Written exercise –
Rewrite every line of the records below as a numbered list, leaving out any blank lines.

______________________________

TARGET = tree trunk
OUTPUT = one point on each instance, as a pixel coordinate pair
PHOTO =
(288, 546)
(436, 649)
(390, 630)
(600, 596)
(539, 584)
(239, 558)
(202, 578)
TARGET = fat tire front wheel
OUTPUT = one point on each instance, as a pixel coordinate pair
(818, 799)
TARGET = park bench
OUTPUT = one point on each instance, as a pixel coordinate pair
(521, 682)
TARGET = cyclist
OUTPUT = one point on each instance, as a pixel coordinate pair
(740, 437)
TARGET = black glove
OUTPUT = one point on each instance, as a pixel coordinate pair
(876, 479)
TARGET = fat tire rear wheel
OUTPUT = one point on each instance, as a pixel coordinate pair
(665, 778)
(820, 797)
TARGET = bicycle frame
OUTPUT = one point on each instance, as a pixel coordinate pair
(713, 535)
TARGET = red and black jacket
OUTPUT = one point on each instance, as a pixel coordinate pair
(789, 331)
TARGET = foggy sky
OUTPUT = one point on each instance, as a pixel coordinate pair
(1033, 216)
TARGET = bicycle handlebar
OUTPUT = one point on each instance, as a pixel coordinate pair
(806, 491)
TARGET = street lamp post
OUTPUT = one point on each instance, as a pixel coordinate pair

______________________________

Solution below –
1. TARGET = tree trunk
2. OUTPUT = one point on each instance, as a pixel coordinate pair
3. PHOTO =
4. (288, 546)
5. (436, 649)
6. (390, 630)
7. (600, 596)
8. (539, 584)
9. (239, 558)
10. (202, 578)
11. TARGET = fat tire front wheel
12. OUTPUT = one point on each instance, as a pixel coordinate pair
13. (818, 799)
14. TARGET = park bench
15. OUTPUT = one point on each instance, as a pixel coordinate pair
16. (521, 682)
17. TARGET = cyclist
18. OUTPUT = one point on each instance, as a pixel coordinate pair
19. (740, 437)
20. TARGET = black glove
21. OUTPUT = one point on each instance, as a pixel coordinate pair
22. (876, 479)
23. TARGET = fat tire rear wheel
24. OUTPUT = one point on each instance, as a pixel coordinate pair
25. (665, 778)
26. (820, 797)
27. TARGET = bicycle frame
28. OUTPUT = one point on each instance, as a pixel coordinate pair
29. (713, 535)
30. TARGET = red and black jacket
31. OUTPUT = one point on each instance, as a pixel coordinate pair
32. (789, 331)
33. TARGET = foggy sky
34. OUTPUT = one point on each instance, as a pixel coordinate pair
35. (1033, 216)
36. TARGET = bicycle handlebar
37. OUTPUT = one point on each instance, as a pixel coordinate pair
38. (806, 491)
39. TARGET = street lamp post
40. OUTPUT = one point on each instance, as a pixel coordinate pair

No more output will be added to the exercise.